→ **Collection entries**
——
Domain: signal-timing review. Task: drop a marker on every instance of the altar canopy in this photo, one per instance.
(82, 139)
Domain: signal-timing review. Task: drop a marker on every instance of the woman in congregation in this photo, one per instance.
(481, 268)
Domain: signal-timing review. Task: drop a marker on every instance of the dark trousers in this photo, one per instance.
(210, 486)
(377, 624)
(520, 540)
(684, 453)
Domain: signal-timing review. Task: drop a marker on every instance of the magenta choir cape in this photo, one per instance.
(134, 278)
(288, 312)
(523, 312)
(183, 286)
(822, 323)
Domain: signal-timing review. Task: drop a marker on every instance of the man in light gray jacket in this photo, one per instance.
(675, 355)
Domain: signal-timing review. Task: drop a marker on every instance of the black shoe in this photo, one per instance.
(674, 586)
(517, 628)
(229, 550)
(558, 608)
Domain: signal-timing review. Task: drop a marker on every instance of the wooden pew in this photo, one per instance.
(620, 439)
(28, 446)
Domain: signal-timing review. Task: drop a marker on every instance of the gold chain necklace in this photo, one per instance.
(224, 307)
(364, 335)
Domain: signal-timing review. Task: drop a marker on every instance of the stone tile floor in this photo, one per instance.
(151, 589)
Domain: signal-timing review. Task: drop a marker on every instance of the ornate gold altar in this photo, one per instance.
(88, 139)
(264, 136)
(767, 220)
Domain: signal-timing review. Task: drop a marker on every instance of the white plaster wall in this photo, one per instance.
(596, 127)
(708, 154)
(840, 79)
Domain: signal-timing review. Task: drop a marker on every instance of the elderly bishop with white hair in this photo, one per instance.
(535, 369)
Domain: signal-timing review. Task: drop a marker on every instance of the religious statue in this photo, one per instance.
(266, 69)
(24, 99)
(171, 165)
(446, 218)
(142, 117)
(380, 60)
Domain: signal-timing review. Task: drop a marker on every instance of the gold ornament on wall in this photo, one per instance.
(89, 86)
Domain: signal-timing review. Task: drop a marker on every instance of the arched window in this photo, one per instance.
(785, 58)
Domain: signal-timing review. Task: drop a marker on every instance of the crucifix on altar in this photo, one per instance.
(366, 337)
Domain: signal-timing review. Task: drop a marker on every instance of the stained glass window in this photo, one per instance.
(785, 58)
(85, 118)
——
→ **Instructions for the task**
Each entry needs to be transcribed exactly.

→ **Output below**
Domain: signal-timing review. Task: drop a marker on every instance of the altar canopy in this photo, one per instance.
(82, 139)
Domain: signal-timing review. Task: drop a marker on every instance of the woman in congregation in this photo, one per instance.
(481, 268)
Domain: signal-timing review. Task: drop a marker on every instance of the dark trousers in this photo, one per instance.
(210, 486)
(377, 624)
(520, 540)
(684, 453)
Domain: signal-timing review. Task: drop a marker on every instance of the magenta choir cape in this photo, one per instance.
(134, 278)
(288, 312)
(523, 312)
(183, 286)
(822, 323)
Domain: signal-timing review. Task: drop a marker on every instance of the man in light gray jacket in this photo, one per instance.
(675, 355)
Domain: signal-timing review. Task: drop a marker on every instance of the black shoe in this photo, one per instance.
(674, 586)
(517, 628)
(229, 550)
(558, 608)
Domain: signal-timing review. Task: drop a marker on every instance of the wooden pew in this photo, one per instance.
(620, 439)
(28, 446)
Domain: signal-timing review. Task: drop a marker on every instance of the gold chain necklace in this photo, one per instance.
(224, 307)
(364, 335)
Domain: signal-timing review. Task: drop a marker on every instance of the stone tile floor in this photo, one per instance.
(151, 589)
Domain: signal-timing review. Task: drop a marker on every instance of the ornate gold altar in this photo, one per instance.
(88, 139)
(264, 136)
(767, 220)
Domain: signal-timing review. Task: drop a marker on every instance of the white plaster wall in this photo, one per instance.
(596, 127)
(708, 154)
(840, 79)
Domain: signal-timing review. Task: drop a marker on every instance of the elderly bishop with white hair in this photo, one per instance.
(535, 369)
Domain: signal-timing review. Task: drop a marker on every instance of the religious statue in this photo, one per instance.
(266, 69)
(24, 99)
(171, 165)
(446, 218)
(142, 117)
(380, 60)
Domain: signal-timing review. Task: drop a marker on every instance of the gold ornament on wall in this photo, one per instance.
(89, 86)
Domain: signal-timing review. Task: drop a marker on every instance of the arched window in this photo, one per instance.
(785, 58)
Domain: signal-timing review. Task: drop a marker on every instance of the crucifix on altar in this photo, one per instance.
(366, 337)
Domain: signal-timing review. Task: drop a marker on every instance of the stained glass window in this photo, one per instance.
(785, 58)
(85, 118)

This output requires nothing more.